Records from a data collection:
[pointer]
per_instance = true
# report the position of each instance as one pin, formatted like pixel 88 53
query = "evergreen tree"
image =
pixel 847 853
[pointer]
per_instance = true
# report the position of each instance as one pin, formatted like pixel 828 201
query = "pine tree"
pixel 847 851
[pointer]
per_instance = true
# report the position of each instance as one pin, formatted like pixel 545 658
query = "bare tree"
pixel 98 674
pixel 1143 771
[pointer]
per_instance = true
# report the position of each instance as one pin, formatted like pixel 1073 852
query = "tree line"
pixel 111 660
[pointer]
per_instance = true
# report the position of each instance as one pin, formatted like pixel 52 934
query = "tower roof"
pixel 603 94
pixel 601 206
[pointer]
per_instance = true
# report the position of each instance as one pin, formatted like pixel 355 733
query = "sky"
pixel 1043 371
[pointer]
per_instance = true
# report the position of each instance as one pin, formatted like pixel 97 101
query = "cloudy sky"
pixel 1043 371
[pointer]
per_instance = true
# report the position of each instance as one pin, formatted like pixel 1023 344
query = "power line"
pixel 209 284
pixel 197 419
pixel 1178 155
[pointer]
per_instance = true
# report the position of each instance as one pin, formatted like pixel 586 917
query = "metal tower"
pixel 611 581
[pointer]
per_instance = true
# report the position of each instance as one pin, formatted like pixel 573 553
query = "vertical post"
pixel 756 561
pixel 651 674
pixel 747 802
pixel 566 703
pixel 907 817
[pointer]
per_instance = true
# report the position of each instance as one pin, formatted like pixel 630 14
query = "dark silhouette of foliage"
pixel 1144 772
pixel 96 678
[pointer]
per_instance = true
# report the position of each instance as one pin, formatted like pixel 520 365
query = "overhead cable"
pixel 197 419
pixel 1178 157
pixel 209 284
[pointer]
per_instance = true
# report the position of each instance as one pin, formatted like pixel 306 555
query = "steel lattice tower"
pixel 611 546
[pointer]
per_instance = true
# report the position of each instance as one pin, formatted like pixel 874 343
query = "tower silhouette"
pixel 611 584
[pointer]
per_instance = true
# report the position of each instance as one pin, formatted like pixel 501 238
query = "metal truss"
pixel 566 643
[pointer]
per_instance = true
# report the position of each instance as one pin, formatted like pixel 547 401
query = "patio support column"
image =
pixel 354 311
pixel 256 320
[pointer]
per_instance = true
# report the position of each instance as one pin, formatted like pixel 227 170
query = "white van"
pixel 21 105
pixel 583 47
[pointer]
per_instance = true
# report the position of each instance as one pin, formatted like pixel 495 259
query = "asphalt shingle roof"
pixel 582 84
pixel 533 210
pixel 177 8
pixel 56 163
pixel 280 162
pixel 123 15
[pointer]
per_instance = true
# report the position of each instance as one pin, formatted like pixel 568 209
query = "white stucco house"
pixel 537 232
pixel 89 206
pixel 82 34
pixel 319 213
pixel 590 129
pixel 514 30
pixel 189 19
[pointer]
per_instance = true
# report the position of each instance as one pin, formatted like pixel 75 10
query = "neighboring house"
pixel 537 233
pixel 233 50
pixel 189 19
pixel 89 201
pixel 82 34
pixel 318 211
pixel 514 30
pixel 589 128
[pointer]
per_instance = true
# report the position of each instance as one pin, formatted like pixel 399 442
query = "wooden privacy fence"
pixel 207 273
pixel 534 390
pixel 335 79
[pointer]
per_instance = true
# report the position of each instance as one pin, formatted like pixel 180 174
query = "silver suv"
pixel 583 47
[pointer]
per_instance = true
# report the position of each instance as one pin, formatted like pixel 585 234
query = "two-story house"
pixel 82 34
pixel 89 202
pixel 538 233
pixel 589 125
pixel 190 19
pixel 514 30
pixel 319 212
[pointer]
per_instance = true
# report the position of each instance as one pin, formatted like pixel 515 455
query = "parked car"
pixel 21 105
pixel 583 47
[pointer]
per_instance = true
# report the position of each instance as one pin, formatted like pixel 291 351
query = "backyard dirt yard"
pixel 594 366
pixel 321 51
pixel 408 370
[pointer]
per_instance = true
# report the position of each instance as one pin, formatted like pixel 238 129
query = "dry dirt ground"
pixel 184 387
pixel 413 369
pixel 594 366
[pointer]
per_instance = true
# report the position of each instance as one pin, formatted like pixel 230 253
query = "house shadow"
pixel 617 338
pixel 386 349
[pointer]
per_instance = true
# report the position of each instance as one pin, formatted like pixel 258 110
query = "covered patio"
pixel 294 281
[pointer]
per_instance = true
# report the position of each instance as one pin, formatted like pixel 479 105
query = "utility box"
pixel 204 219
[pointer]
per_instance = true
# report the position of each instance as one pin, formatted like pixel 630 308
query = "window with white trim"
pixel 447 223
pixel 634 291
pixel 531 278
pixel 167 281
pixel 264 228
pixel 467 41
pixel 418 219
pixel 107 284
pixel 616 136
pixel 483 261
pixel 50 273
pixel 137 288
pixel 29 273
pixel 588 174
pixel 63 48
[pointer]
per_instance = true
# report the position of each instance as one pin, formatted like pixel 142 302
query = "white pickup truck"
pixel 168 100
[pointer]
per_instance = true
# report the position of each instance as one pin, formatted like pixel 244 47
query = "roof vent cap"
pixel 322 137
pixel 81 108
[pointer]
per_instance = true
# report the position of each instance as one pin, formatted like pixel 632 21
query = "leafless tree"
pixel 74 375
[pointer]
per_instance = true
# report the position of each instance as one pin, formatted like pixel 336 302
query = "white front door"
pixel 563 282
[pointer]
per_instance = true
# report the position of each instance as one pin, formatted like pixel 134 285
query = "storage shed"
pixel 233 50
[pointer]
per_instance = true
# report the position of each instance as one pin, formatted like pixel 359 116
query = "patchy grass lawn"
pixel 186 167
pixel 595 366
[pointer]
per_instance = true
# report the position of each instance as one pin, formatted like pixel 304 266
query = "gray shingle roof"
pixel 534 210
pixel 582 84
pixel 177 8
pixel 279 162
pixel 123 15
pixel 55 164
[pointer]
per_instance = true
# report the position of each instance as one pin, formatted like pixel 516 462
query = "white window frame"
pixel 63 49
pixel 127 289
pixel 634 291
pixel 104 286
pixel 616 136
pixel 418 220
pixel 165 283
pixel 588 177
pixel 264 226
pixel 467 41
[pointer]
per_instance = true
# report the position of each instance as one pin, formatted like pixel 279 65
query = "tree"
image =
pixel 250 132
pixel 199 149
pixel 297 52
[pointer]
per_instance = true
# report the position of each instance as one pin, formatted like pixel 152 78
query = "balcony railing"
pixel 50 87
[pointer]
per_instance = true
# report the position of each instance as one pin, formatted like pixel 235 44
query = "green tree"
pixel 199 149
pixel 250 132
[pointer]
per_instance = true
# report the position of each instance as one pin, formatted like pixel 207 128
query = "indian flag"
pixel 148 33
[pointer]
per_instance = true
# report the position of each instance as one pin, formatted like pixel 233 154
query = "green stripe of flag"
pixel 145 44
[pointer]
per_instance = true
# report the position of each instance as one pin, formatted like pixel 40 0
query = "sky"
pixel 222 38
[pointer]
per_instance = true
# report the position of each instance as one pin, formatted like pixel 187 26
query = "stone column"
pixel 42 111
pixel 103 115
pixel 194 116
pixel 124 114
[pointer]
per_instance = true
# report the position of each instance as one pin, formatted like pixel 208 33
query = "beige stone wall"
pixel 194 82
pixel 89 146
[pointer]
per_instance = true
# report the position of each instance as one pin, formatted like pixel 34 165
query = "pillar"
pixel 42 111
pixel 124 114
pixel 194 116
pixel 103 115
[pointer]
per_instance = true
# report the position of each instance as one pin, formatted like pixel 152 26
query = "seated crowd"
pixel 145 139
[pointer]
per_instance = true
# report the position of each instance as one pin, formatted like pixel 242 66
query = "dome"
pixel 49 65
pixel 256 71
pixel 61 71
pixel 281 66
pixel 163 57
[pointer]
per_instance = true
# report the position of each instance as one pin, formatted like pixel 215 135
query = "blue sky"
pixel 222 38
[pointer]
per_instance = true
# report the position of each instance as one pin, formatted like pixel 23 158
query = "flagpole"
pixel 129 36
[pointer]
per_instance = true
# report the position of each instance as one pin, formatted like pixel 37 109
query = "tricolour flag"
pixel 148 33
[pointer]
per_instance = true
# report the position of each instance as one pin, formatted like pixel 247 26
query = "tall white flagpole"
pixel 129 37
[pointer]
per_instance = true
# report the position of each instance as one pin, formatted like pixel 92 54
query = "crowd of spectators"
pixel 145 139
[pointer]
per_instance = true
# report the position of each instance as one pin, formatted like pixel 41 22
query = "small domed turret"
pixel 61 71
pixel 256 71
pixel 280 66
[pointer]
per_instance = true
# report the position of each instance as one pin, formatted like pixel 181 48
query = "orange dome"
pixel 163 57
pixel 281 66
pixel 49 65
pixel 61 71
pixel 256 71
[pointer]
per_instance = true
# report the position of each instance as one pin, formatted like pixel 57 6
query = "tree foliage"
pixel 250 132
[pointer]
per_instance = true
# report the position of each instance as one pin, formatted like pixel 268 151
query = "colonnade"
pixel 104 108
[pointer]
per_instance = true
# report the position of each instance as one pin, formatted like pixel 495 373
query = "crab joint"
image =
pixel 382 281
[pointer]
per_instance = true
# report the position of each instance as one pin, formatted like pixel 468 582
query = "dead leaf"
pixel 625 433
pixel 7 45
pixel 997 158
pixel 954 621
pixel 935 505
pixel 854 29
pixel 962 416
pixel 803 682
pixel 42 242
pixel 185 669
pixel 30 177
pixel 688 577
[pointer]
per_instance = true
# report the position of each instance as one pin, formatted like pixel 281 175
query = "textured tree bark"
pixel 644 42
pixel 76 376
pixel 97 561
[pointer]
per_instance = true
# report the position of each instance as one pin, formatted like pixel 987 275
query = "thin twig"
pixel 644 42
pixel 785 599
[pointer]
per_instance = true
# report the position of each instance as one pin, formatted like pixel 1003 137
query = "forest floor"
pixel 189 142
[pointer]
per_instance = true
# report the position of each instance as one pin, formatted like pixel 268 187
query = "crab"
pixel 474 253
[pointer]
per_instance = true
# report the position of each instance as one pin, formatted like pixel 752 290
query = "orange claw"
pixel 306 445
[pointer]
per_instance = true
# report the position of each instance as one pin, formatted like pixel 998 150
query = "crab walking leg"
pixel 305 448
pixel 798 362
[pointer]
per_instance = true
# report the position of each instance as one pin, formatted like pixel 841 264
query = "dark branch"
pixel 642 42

__BRIEF__: Please repeat word for word the lines above that run from the beginning through the line containing "pixel 586 917", keeping both the first and that last line.

__ANSWER TO THIS EXERCISE__:
[pointer]
per_instance = true
# report the position of each instance as one pin, formatted like pixel 88 53
query = "evergreen tree"
image =
pixel 847 853
[pointer]
per_instance = true
# report the position of each instance as one pin, formatted like pixel 828 201
query = "pine tree"
pixel 847 851
[pointer]
per_instance = true
# report the position of each instance as one pin, formatted like pixel 545 658
query = "bare tree"
pixel 98 674
pixel 1143 771
[pointer]
per_instance = true
# report the position of each instance as one pin, formatted like pixel 1073 852
query = "tree line"
pixel 111 660
[pointer]
per_instance = true
# report the position of each instance as one pin, formatted like pixel 52 934
query = "tower roof"
pixel 603 94
pixel 601 206
[pointer]
per_instance = true
# report the position of each instance as one pin, formatted like pixel 355 733
query = "sky"
pixel 1043 371
[pointer]
per_instance = true
# report the position of each instance as one pin, formatted like pixel 97 101
query = "cloudy sky"
pixel 1043 371
[pointer]
per_instance = true
# report the position of each instance as one pin, formatted like pixel 1023 344
query = "power line"
pixel 209 284
pixel 197 419
pixel 1178 155
[pointer]
per_instance = true
# report the position of each instance as one pin, formatted like pixel 586 917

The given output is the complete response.